## Exercise passage
▬▬▬▬▬▬▬▬▬▬

An often overlooked aspect of management, recruiting, workforce retention, and ultimately inclusion is emotional intelligence, or EQ. Having empathy for others, understanding non-verbal cues, and being able to manage a team that makes everyone feel valued are important EQ skills and are essential aspects to creating a more inclusive environment.
After years of working in business, tech and cybersecurity, Diamond has learned that everyone wants the same seven things out of work. According to Diamond, understanding what people are looking for in their jobs and seeking to provide them, companies can build stronger relationships with employees. When all employees feel valued, that there is equal opportunity for advancement, and they are treated fairly and with respect, it will become easier to build and retain diverse teams.
Here are the ways to retain people and have cultures with inclusion behaviors
- To feel valued
- Measurable agreements of roles and responsibilities
- Positive, productive communication
- A career path
- Consistent training and learning
- Wage equality with peers
- To work around kind, respectful people
How do you make a cultural shift and create a workplace culture that achieves these things and in turn, becomes more inclusive?
Allow Managers to Make Inclusion a Priority
Researchers and strategists Lori Nishiura Mackenzie and JoAnne Wehner from Stanford VMWare Women’s Leadership Innovation Lab, suggest getting managers and other leaders involved in diversity training, inclusion strategies, and culture decisions from the start. It helps create buy-in and makes for a smoother implementation. Management is also more likely to stick to a program that includes their ideas.
To make sure the program is truly inclusive, it helps to work with someone outside the organization to facilitate.
Think Visibility, Not Just Representation
A report by Cybersecurity Ventures estimates women made up 20% of the cybersecurity workforce in 2019. One way to increase the number of women entering and staying in the field is to show women in high-profile roles. If only white men are seen representing cybersecurity at your company, then women and people of color will have a harder time envisioning a future with you.
Offer women and people of color more opportunities to represent the company at conferences, leadership training, and other events, both internal and external. This will help them feel more invested in the company, they will be seen as leaders by peers, and allowing them to show off their skills will help battle negative stereotypes and the perception of tokenism.

▬▬▬▬▬▬▬▬▬▬

## Questions to answer
(a) Decide whether each statement agrees with the text on workplace inclusion, answering yes or no and quoting the words of the text that settle it: (i) Cybersecurity Ventures estimates that women made up 20% of the cybersecurity workforce in 2019. (ii) Managers should be brought into inclusion strategies only after the program has been designed. (iii) Working with someone outside the organization to facilitate helps make the program truly inclusive.
(b) Transcribe the text on workplace inclusion word for word from "Here are the" to "becomes more inclusive?".
(c) Go on with the text on workplace inclusion, starting after its final sentence.
The data that follows has no connection to the text on workplace inclusion.

Items from a data source
▬▬▬▬▬▬▬▬▬▬

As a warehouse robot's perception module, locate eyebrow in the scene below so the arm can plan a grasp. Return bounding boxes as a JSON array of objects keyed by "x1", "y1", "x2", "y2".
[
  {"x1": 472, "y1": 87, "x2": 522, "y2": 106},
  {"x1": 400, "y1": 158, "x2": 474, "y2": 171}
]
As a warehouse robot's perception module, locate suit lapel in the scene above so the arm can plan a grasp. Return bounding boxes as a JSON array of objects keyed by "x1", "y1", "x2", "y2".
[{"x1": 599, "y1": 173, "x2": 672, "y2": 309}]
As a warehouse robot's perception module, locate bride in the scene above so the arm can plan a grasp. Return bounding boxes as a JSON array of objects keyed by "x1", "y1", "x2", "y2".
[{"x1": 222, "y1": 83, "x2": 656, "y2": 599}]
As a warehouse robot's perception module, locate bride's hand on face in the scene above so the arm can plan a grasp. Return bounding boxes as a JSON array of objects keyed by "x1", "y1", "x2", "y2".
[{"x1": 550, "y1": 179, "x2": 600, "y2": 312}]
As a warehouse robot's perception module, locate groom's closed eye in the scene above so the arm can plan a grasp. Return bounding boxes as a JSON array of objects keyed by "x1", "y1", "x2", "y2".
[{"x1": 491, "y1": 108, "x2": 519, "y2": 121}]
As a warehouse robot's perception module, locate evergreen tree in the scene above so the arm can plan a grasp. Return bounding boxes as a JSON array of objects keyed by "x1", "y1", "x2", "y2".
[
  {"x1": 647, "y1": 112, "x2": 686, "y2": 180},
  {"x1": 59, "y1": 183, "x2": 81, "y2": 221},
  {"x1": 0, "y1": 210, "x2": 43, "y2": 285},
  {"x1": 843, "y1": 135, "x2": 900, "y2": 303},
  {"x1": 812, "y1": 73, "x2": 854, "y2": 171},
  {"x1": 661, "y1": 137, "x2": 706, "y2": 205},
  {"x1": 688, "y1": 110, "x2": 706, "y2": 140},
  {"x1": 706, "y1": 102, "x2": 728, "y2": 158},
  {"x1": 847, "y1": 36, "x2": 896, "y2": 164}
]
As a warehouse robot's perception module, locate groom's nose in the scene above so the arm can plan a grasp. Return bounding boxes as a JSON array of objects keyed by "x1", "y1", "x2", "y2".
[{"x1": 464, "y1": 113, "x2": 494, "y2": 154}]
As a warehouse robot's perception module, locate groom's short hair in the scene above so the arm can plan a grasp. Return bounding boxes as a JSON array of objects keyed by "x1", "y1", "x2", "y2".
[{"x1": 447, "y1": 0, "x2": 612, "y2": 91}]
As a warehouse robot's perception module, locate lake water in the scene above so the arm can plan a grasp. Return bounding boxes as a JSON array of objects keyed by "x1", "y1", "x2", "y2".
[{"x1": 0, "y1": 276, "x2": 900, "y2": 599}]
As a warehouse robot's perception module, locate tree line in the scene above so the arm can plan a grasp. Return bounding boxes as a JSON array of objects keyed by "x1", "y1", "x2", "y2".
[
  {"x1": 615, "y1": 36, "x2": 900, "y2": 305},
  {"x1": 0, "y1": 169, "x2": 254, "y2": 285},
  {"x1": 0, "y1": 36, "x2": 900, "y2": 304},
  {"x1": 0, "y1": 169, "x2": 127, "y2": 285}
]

▬▬▬▬▬▬▬▬▬▬

## Answer list
(a)
(i) Yes: "A report by Cybersecurity Ventures estimates women made up 20% of the cybersecurity workforce in 2019."
(ii) No: "suggest getting managers and other leaders involved in diversity training, inclusion strategies, and culture decisions from the start."
(iii) Yes: "To make sure the program is truly inclusive, it helps to work with someone outside the organization to facilitate."

(b)
Here are the ways to retain people and have cultures with inclusion behaviors
- To feel valued
- Measurable agreements of roles and responsibilities
- Positive, productive communication
- A career path
- Consistent training and learning
- Wage equality with peers
- To work around kind, respectful people
How do you make a cultural shift and create a workplace culture that achieves these things and in turn, becomes more inclusive?

(c)
Don’t Allow Negative Aspects of Culture
Fostering an inclusive environment can be a lot of fun: team building, having lunch together, and outings let people get to know each other and build trust. But don’t let culture get out of hand. Certain behaviors considered “all in good fun” by some could be viewed as toxic by others.
In her conversation with Joseph, Diamond said there are certain workplace behaviors that she feels are not discussed as much as they should be in workplaces today. These are basic behaviors, but for managers to truly build inclusive cultures, Diamond said they must follow these rules of behavior:
- No flirting -- Women want peers to look at them as an equal, not a dating opportunity.
- No nicknames -- We don’t mean nicknames like Jenn or Shelly. “Fun” nicknames can be demeaning. Let people decide what they want others to call them.
- Fair and equitable opportunity for advancement -- Nothing kills the love of a job faster than being overlooked for a promotion, especially if the person who got promoted is less qualified. Make sure the metrics used for the promotion are based on skills, not biases.
Inclusion and diversity are often tossed around as being one and the same, but understanding inclusion must come first is essential to achieving diversity and making it last. An inclusive workplace where EQ and empathy are priorities is one of the best ways to create and maintain a healthy and diverse workplace.